─── Selected passage ───

Magnificent Seven patent performance
Among the “Magnificent Seven” tech giants [Apple, Microsoft, Alphabet (Google), Amazon, Nvidia, Meta (formerly Facebook), and Tesla], only four made the Top 50 ranking. Apple ranked the highest at fourth place, followed by Google at tenth. Microsoft and Amazon were in the top 20, but both slipped from their previous-year rankings. Meanwhile, Nvidia, Meta, and Tesla—despite strong stock performance—did not make the Top 50, reflecting the reality that stock performance doesn’t necessarily map 1:1 to patent volume.
Biggest rises and surprises
Several companies from Asia posted strong growth. Changxin Memory Technologies (CXMT) lept 57 places to rank 42nd, with 731 patents in 2024 (up from 247 the previous year), for a 195.95% increase. Tencent rose 54 places to rank 46th, jumping from 306 patents to 685 (up 123.85%). And Sony Group cracked the Top 20 at No. 20, jumping 19 places thanks to a 59.41% annual patent growth.
Beyond electronics: Automotive and energy
Several automotive and energy companies appeared in the Top 50. Toyota Motor Corp ranked 14th with 1,779 patents (down 4.3%) and Ford Global Technologies placed 24th with 1,092 patents (down 14.02%). Hyundai Motor Co ranked 19th with 1,283 patents (down 16.36%), while Kia Corp ranked 22nd with a larger decrease of 28.19%.
In the energy sector, Saudi Arabian Oil Co placed 33rd with 917 patents (down from 1,003), and LG Energy Solution reached 49th with 654 patents (up 64.32%, moving up 37 places). The automotive supplier Denso Corp moved to 39th place with 767 patents, showing an 18% increase.
Patent application surge meets processing constraints at USPTO
While patent applications continue to reach all-time highs (430,625 in 2024), patent grants, although showing a slight bump this past year, have been declining since 2019. This divergence is likely a result of a growing backlog at the USPTO, which reached 813,000 unexamined applications in 2024—up from 750,000 in 2023 and 540,000 before COVID. The USPTO is actively addressing this issue by hiring more patent examiners. “It’s good to see patent grants heading in the right direction again,” said IFI CLAIMS CEO Ronald Kratz in a press release. “Grants had been sinking since the start of the pandemic, likely because of the backlog of unexamined patents piling up. The USPTO has been hiring more examiners to deal with the accumulation, so it looks like that’s having a positive effect.”

─── Listed records ───

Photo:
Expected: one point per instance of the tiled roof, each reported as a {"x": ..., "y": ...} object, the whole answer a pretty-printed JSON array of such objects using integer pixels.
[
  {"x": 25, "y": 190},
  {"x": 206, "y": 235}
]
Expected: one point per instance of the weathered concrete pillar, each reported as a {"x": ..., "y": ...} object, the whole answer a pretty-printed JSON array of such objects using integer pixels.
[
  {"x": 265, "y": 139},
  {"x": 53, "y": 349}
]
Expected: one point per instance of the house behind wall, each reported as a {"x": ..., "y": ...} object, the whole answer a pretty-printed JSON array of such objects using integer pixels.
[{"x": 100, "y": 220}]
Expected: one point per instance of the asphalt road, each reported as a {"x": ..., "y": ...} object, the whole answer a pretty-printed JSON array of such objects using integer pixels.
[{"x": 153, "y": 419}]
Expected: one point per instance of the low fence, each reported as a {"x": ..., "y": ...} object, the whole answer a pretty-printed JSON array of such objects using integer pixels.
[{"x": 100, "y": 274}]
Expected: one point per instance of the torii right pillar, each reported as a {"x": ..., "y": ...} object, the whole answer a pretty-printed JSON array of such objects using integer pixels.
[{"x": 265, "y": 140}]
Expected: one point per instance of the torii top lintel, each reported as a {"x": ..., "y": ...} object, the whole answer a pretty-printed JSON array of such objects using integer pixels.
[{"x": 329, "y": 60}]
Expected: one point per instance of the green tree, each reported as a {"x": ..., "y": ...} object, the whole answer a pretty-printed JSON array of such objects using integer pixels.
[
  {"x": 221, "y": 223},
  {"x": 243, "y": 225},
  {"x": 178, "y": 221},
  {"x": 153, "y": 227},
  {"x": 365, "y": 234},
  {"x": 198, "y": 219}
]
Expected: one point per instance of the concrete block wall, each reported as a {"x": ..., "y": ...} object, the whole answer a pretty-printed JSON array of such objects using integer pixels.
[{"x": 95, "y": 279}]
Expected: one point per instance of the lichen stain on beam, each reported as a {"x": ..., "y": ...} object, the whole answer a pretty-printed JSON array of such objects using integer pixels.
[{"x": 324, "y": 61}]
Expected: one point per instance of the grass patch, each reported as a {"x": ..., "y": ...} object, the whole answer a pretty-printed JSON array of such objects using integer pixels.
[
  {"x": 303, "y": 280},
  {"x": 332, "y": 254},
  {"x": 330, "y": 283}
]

───

Work request:
Continue the patent rankings article from its last sentence.

Reply to the task:
The top Cooperative Patent Classification (CPC) codes for granted patents in 2024 remained consistent with 2023, with G06F (electrical digital data processing) and H04L (transmission of digital information) leading the way. Yet the use of these codes is declining. The fastest-growing technologies include H01M (batteries), A61P (medicinal preparations), and G06T (image data generation). In terms of patent applications, G06F and H04L are still the most covered technologies, but their growth is slowing. H10K (organic electric solid-state devices) and H01M (batteries) showed significant growth, while G06N (computing arrangements based on computational models) experienced a decline.
Beyond the raw numbers, patent classification trends provide a granular look into technological trajectories and R&D priorities across industries. “Patent activity provides valuable insight into companies’ R&D strategy…often the true value of a company lies with its intellectual properties,” as IFI CLAIMS observed. For R&D professionals, tracking leading assignees and fast-growing technologies in CPC classes offers a roadmap to where the next wave of innovation is happening—be it semiconductors, batteries, AI-enabled software, or waste-mitigation inventions.